What you need to do.
1. In the thread on information theory inequalities, what does the reply name as the essential tool for showing that the information gain is non-negative?
2. Reproduce the part of the information theory thread starting with "Proving some inequalities" and going on through "of the inequalities.".

Given text.
Proving some inequalities related to Information Theory

55 Views Asked by At

I've been working on some inequalities related to the information theory section of my decision theory course, and I could use some help on some of the derivations for one of the inequalities.

As a reminder, $$H(P) = -\sum_{i=1}^n p_i \log(p_i)$$ $$H(P,Q) = -\sum_{i=1}^n \sum_{j=1}^m \mathbb{P}(P = i, Q = j) \log(\mathbb{P}(P = i, Q = j)).$$ I want to prove that $$\max\{H(P),H(Q)\} \leq H(P,Q) \leq H(P) + H(Q).$$ The lower bound is quite easy: given a particular lemma that states $H(P,Q) = H(P|Q) + H(Q) = H(Q|P) + H(P).$ The upper bound is quite tricky, since it comes down to proving $$H(P,Q) \leq H(P) + H(Q)$$ $$\leftarrow H(P|Q) + H(Q) \leq H(P) + H(Q)$$ $$\leftarrow H(P|Q) \leq H(P)$$ $$\leftarrow 0 \leq H(P) - H(P|Q),$$ I.e. we need to show the information gain of $P$ given $Q$ is always non-negative. Any suggestions on how to approach a problem like this?

1

There are 1 best solutions below

0
On

Essentially, Jensen's inequality.

\begin{align} H(P) - H(P \mid Q) &= - \sum_i p(i) \log p(i) + \sum_j p(j) \sum_i p(i \mid j) \log p(i \mid j)\\ &= - \sum_{i,j} p(i,j) \log p(i) + \sum_{i,j} p(i,j) \log p(i \mid j)\\ &= -\sum_{i,j} p(i,j) \log \frac{p(i)p(j)}{p(i,j)}\\ &\ge -\log \sum_{i,j} p(i,j) \frac{p(i)p(j)}{p(i,j)}\\ &= -\log 1\\ &= 0. \end{align}

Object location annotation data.
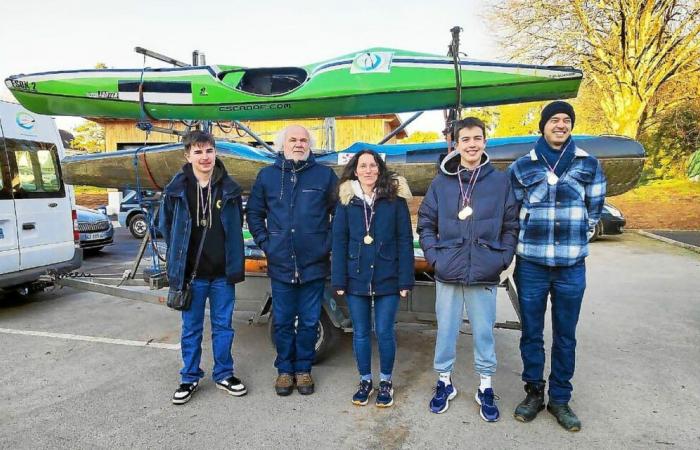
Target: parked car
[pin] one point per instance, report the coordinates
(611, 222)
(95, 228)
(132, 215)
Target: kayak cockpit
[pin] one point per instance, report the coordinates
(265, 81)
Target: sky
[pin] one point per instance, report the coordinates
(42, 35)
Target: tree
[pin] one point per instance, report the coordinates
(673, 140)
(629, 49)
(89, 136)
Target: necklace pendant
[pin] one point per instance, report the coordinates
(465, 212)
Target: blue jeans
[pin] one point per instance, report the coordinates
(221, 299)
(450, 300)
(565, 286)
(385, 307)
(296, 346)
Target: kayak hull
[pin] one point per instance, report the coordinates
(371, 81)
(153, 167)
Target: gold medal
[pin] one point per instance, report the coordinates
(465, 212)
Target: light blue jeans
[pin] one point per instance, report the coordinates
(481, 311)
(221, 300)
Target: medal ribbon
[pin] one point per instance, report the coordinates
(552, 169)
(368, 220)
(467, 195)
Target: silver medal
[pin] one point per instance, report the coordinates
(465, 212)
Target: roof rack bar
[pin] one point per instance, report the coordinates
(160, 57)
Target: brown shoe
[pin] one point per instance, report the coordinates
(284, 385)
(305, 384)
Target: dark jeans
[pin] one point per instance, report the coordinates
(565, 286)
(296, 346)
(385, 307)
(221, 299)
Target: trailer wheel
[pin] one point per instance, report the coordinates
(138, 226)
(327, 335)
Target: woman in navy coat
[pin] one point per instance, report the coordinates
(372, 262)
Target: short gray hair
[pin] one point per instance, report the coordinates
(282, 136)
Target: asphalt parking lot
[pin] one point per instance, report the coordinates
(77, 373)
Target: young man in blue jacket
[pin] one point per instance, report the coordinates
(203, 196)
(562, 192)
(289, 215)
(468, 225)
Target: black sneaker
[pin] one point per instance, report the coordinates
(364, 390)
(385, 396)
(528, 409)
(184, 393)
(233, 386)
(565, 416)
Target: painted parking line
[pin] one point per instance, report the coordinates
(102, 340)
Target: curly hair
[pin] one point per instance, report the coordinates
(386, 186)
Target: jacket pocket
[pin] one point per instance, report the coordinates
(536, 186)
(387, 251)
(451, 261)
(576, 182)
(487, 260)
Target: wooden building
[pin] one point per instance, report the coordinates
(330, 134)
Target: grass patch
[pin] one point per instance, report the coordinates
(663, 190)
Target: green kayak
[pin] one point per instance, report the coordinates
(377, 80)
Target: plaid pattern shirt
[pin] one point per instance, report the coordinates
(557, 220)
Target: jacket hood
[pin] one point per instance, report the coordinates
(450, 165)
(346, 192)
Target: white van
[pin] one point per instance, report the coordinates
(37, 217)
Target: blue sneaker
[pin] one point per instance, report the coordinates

Answers per task.
1. Jensen's inequality.

2.
Proving some inequalities related to Information Theory

55 Views Asked by At

I've been working on some inequalities related to the information theory section of my decision theory course, and I could use some help on some of the derivations for one of the inequalities.